— start Excerpt to read —

This is true for YouTube. This is true for The New York Times. This is true for every corporate web designer, blogger and video producer who hopes to leverage the potential of the net.
It is also true for nytimes.com.

I don’t think it’s safe to assume that the NYTimes doesn’t have the metrics to count whether their videos are being watched all the way through.
At the Express-News we use Brightcove, which makes that information readily available.
Even with the metrics available, it’s not always easy to draw sound conclusions from the data. A long video about breaking news like a fire or something will be watched all the way through. A short video about a serious subject like a community that isn’t getting potable water from the city will not be watched all the way through. I don’t think that the most important thing is length … It’s content.
[...] Are the videos on the NYTimes site too long? Peter of Shooting by Numbers thinks so, and I have to agree that the thought has crossed my mind too. [...]
Angela – I agree a video cannot be too long – any more than a share price can be too high. It all comes back to return on investment/return on attention. Unfortunately Nielsen cannot measure quality of content but they (think they) can measure length of visit.
My contention that NYT does not have such info is based mostly on the Nielsen rating published in July by E&P claiming that the average nytimes.com visitor spends 30 minutes on the site. What else could explain that bizarre assertion?
That is interesting about Brightcove – they can tell you how much of the video is actually watched? As opposed to how much has been downloaded – which is a fairly meaningless stat.
They must be adding cue-points when they re-encode the video. Are the stats collated for you so that you can see when viewers click out of a particular vid?

— end Excerpt to read —
— start Excerpted records —

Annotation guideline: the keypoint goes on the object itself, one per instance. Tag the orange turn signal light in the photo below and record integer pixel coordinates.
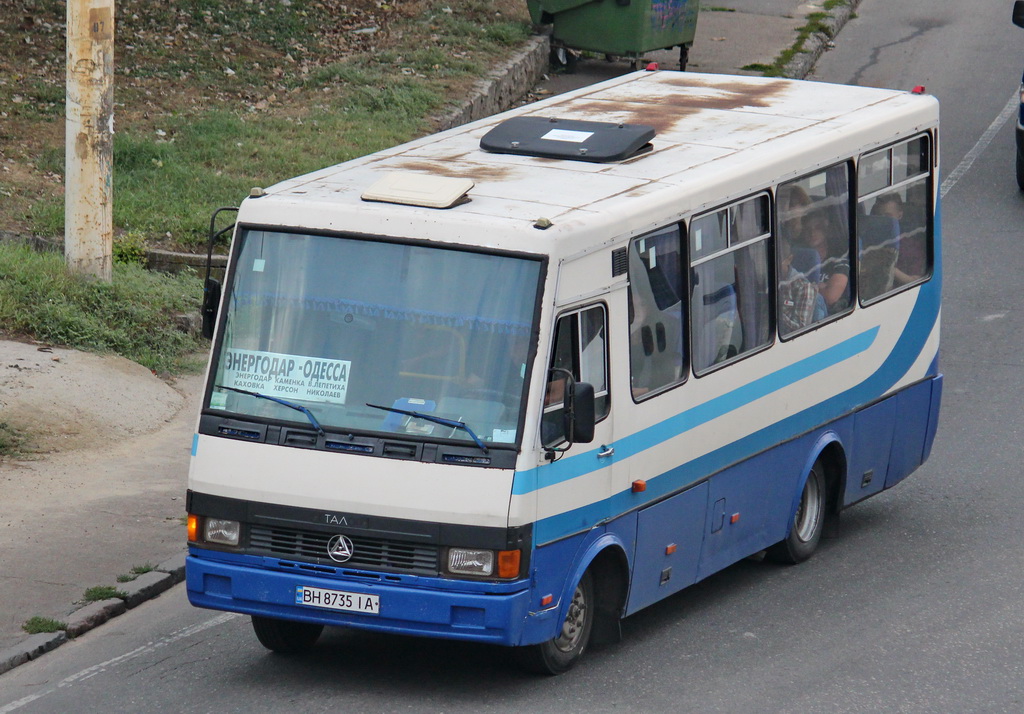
(508, 563)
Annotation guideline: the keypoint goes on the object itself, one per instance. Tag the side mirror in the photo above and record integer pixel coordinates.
(211, 301)
(580, 413)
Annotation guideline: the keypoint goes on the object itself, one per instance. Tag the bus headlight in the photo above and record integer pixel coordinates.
(473, 561)
(470, 561)
(221, 532)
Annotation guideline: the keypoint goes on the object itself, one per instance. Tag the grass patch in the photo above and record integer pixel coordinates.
(214, 98)
(815, 25)
(101, 592)
(135, 316)
(11, 441)
(37, 625)
(135, 572)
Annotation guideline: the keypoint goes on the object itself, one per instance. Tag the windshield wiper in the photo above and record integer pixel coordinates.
(437, 420)
(283, 403)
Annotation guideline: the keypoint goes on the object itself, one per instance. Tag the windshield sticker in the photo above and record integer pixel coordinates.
(503, 436)
(287, 376)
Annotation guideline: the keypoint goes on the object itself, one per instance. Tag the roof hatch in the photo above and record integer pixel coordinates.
(419, 190)
(568, 138)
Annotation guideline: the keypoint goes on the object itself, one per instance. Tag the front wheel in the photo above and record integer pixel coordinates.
(558, 655)
(807, 522)
(286, 636)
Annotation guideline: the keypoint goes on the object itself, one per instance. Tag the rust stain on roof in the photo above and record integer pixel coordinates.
(666, 111)
(475, 171)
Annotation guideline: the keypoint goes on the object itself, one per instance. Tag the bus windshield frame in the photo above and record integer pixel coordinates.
(421, 340)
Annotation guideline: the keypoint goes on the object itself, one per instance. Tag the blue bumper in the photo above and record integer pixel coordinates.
(498, 614)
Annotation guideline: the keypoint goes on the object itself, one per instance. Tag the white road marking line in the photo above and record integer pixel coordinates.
(121, 659)
(981, 145)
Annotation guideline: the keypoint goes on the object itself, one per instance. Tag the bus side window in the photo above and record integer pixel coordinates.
(814, 240)
(582, 349)
(656, 338)
(893, 231)
(729, 295)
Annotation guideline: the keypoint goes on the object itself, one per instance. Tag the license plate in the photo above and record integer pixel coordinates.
(337, 599)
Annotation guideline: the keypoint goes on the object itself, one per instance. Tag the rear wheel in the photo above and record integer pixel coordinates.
(558, 655)
(807, 522)
(286, 636)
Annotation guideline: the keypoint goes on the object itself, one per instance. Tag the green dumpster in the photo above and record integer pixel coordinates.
(619, 28)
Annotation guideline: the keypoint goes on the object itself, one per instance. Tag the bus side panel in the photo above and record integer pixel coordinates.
(913, 408)
(750, 505)
(669, 540)
(868, 460)
(933, 417)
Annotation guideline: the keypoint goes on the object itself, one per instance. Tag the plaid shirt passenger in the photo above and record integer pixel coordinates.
(796, 298)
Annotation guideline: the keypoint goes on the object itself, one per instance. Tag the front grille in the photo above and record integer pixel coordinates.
(371, 553)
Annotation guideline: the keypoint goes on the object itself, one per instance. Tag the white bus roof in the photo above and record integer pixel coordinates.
(717, 136)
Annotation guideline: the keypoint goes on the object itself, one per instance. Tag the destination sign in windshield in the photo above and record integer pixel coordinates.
(286, 376)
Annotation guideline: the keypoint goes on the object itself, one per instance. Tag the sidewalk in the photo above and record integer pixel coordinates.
(110, 496)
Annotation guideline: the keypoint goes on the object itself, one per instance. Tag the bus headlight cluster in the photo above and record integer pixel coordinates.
(218, 531)
(483, 563)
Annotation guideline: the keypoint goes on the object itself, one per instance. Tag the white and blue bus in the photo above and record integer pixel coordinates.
(515, 381)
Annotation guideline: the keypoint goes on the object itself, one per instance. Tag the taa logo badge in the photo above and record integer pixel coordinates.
(340, 548)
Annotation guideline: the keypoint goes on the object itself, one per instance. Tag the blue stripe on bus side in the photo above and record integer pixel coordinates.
(903, 354)
(580, 465)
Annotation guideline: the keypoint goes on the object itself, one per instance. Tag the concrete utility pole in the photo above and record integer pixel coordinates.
(89, 138)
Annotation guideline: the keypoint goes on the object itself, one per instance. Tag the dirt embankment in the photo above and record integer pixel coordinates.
(62, 400)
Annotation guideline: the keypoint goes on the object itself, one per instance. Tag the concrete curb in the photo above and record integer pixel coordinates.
(818, 43)
(504, 86)
(145, 587)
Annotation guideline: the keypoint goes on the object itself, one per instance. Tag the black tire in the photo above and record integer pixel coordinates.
(560, 654)
(286, 636)
(808, 521)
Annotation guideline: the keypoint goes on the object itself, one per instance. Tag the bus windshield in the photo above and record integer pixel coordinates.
(339, 328)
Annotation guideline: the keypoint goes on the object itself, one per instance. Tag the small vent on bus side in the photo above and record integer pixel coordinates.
(568, 138)
(620, 262)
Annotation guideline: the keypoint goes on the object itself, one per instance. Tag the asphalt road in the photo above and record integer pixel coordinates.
(916, 606)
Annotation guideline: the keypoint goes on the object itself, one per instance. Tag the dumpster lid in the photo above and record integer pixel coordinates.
(568, 138)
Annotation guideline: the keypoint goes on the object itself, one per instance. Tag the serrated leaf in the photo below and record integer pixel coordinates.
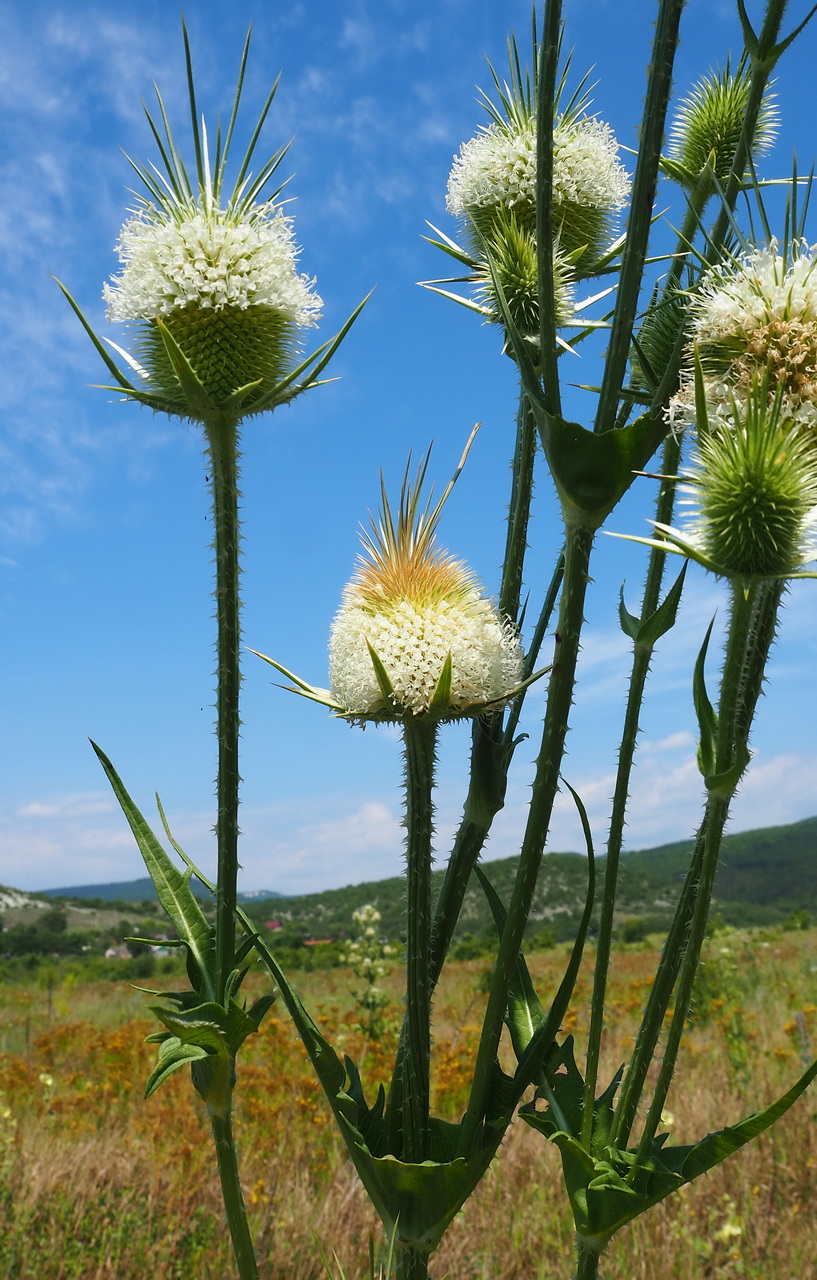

— end Excerpted records —

What you should do ▸
From the discussion of online video length, write out the stretch from "Even with the" through "length of visit." word for word.

Solution ▸
Even with the metrics available, it’s not always easy to draw sound conclusions from the data. A long video about breaking news like a fire or something will be watched all the way through. A short video about a serious subject like a community that isn’t getting potable water from the city will not be watched all the way through. I don’t think that the most important thing is length … It’s content.
[...] Are the videos on the NYTimes site too long? Peter of Shooting by Numbers thinks so, and I have to agree that the thought has crossed my mind too. [...]
Angela – I agree a video cannot be too long – any more than a share price can be too high. It all comes back to return on investment/return on attention. Unfortunately Nielsen cannot measure quality of content but they (think they) can measure length of visit.